- _Exercise_:
Starting with the line that contains "Expected: for each instance of the blue sign" and continuing through the end of the records below, reproduce each line exactly, both ends included.

- _Material shown_:

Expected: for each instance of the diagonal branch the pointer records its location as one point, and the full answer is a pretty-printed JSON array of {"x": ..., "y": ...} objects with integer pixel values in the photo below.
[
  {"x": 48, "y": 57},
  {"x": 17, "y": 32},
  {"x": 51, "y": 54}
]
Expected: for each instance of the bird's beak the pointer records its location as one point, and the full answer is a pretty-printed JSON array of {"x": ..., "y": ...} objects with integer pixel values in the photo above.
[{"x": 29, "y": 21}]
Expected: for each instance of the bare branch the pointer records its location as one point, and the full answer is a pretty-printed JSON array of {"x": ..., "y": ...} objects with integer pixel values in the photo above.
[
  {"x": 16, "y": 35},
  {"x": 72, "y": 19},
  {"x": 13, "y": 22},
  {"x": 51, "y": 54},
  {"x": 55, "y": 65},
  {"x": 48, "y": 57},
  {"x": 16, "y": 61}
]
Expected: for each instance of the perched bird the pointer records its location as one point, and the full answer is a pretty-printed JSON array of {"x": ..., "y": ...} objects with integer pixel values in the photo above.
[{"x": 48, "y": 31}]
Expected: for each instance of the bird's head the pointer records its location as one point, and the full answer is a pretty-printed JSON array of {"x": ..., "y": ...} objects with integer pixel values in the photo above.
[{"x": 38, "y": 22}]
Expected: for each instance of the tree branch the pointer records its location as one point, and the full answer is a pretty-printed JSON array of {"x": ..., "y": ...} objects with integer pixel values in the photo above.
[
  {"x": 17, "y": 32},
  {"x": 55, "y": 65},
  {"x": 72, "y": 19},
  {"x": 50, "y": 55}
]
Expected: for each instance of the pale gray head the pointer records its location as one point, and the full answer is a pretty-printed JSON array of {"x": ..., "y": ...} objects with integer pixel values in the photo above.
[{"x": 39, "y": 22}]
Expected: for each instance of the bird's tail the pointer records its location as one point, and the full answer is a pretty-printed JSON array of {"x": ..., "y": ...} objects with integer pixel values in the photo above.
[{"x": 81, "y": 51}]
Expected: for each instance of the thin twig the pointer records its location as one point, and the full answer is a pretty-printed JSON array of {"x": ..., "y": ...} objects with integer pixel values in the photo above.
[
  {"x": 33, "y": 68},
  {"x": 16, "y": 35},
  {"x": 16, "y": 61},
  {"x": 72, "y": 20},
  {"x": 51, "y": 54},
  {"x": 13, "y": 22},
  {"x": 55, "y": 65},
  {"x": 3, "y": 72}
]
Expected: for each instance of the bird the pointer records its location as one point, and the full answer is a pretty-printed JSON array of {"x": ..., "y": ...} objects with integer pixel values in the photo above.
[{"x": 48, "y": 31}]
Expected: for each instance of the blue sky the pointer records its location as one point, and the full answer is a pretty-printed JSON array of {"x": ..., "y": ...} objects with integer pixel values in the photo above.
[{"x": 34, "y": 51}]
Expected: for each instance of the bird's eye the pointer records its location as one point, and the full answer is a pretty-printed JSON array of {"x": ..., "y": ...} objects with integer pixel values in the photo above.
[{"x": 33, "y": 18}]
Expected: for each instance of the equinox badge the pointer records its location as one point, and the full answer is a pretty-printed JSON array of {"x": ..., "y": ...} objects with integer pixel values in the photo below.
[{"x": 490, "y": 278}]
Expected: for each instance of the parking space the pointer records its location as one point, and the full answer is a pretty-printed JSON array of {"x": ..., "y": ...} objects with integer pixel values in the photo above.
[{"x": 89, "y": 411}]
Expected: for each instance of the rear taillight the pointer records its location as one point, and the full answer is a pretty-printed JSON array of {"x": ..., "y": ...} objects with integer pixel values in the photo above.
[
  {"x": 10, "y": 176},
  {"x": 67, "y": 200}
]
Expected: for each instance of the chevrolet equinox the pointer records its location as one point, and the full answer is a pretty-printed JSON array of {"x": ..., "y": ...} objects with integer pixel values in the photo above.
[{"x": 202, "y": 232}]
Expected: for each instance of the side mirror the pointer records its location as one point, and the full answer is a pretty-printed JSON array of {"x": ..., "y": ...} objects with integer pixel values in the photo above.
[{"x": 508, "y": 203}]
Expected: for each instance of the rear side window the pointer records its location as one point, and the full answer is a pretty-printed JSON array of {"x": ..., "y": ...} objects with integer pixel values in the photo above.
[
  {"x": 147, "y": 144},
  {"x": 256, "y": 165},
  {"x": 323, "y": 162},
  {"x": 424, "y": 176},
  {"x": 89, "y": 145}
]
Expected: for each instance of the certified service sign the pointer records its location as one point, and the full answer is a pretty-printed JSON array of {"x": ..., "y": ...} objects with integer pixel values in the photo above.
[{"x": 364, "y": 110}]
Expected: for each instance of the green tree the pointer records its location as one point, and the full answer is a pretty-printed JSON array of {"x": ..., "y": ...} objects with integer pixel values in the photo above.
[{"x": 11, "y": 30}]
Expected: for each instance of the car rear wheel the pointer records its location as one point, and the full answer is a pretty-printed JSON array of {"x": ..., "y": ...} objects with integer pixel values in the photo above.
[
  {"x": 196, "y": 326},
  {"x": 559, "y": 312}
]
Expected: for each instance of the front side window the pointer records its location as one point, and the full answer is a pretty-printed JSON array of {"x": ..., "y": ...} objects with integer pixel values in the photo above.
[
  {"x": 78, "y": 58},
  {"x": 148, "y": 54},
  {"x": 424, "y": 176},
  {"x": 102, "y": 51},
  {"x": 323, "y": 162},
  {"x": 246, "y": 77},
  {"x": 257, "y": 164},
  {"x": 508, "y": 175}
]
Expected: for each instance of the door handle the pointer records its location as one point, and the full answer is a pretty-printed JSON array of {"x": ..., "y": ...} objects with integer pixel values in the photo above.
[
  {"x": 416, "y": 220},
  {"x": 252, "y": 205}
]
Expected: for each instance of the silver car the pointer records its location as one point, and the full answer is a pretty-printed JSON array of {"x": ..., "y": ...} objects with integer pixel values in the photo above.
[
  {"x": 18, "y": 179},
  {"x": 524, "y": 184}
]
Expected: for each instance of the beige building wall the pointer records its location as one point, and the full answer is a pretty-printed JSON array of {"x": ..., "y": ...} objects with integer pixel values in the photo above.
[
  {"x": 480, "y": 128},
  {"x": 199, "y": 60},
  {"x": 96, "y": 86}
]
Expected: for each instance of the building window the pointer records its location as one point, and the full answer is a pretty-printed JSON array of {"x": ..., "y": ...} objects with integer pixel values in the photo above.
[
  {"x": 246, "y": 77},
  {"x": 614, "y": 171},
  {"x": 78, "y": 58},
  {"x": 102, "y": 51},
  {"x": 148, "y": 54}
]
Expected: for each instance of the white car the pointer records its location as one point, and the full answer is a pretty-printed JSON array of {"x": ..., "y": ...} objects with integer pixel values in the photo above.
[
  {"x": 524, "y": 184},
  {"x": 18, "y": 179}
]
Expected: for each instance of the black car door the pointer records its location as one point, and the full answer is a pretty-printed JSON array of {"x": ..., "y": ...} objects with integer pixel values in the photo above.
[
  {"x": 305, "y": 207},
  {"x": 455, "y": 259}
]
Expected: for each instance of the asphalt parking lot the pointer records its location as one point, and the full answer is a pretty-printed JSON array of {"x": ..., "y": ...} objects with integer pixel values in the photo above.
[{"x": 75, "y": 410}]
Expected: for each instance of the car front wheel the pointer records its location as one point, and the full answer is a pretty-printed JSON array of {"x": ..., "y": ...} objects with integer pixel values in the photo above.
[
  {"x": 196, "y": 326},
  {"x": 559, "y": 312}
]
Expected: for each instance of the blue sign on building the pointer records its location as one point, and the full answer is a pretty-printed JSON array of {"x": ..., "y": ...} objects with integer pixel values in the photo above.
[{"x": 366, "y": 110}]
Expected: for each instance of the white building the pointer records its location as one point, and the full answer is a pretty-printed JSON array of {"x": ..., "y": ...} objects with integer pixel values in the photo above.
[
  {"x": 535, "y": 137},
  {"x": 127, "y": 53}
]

- _Result for this task_:
Expected: for each instance of the blue sign on building the pointer records its location as one point, and the full answer is a pretty-printed JSON array of {"x": ..., "y": ...} objects with integer pixel values in the photo above.
[{"x": 366, "y": 110}]
Expected: for each instance of the white building the pointer records its location as one point, and the full answer is a pretty-printed JSON array of {"x": ..., "y": ...} objects with integer pixel values in the photo above.
[
  {"x": 535, "y": 137},
  {"x": 127, "y": 53}
]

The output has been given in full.